Reproduce every entry below verbatim, line for line, without changing any word, number, or punctuation mark.

*** Input records

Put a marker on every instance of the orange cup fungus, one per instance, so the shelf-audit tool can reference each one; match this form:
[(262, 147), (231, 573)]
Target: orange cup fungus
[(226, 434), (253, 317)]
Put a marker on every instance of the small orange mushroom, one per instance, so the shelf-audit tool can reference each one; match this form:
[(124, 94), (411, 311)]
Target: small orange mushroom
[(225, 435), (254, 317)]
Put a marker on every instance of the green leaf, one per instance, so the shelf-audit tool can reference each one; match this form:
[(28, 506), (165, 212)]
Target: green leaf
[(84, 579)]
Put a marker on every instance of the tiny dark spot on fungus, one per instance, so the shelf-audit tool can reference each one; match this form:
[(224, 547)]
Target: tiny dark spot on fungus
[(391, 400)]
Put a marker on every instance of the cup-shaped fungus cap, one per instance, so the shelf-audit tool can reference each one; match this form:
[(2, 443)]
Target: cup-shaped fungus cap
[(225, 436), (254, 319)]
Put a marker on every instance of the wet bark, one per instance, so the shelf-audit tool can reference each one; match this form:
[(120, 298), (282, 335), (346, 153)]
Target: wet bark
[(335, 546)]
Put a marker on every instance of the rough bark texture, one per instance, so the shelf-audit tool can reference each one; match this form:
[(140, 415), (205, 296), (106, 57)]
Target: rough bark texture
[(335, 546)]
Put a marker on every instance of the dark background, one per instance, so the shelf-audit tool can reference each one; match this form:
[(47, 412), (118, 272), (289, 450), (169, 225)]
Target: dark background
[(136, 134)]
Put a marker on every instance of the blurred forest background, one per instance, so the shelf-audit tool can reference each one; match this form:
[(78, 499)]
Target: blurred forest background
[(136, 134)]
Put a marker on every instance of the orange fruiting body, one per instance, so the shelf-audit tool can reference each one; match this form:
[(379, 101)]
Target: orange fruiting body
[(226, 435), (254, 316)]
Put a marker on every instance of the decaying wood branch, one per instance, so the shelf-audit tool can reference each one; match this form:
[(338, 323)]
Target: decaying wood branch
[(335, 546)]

******

| Solution to this task |
Put a marker on every instance of the orange cup fungus, one per instance, so the shelf-audit tool can reference each one; match this form:
[(262, 147), (231, 573)]
Target: orange cup fungus
[(226, 434), (253, 317)]
Put a marker on every instance of the small orange mushroom, one per instance, so the shelf-audit tool can reference each one; match this form:
[(124, 94), (411, 311)]
Target: small orange mushroom
[(225, 435), (254, 317)]
Put a marker on every instance of the green leaf, one per instance, so the shelf-audit tool can reference each one; match this form:
[(28, 506), (165, 212)]
Target: green leaf
[(84, 579)]
Put a marker on every instance of the tiny dark spot on fungus, one per instance, so the shelf-audit tool can reference each one; match this form:
[(224, 547)]
Target: tiny dark spot on fungus
[(391, 400)]
Put a marker on every instance of the cup-shaped fungus cap, one per instance, so the shelf-audit tool can reference each one; match this form:
[(2, 443)]
Target: cup-shaped fungus cap
[(225, 436), (254, 319)]
Put a marker on every instance of the wet bark, one per instance, so the shelf-audit tool can reference each one; match this form:
[(120, 298), (282, 335), (346, 153)]
Target: wet bark
[(335, 546)]
Put a marker on every instance of the rough bark texture, one per instance, so the shelf-audit tool can reference each one; match this form:
[(140, 415), (205, 296), (106, 57)]
Target: rough bark texture
[(335, 546)]
Put a marker on every instance of the dark background, one per instance, so the shelf-audit tool can reference each one; match this form:
[(47, 412), (118, 272), (289, 450), (169, 225)]
Target: dark background
[(136, 134)]
Put a marker on every instance of the blurred forest background, one per instance, so the shelf-audit tool can reference each one; match this form:
[(78, 499)]
Target: blurred forest background
[(136, 134)]
Put a marker on every instance of the orange fruiting body, one per instance, so the shelf-audit tool can reference each one; match this form:
[(379, 101)]
Target: orange fruiting body
[(226, 435), (254, 316)]
Put a marker on every instance of the decaying wood branch, one per instance, so the shelf-audit tool can reference each one; match this form:
[(338, 323)]
Target: decaying wood branch
[(335, 546)]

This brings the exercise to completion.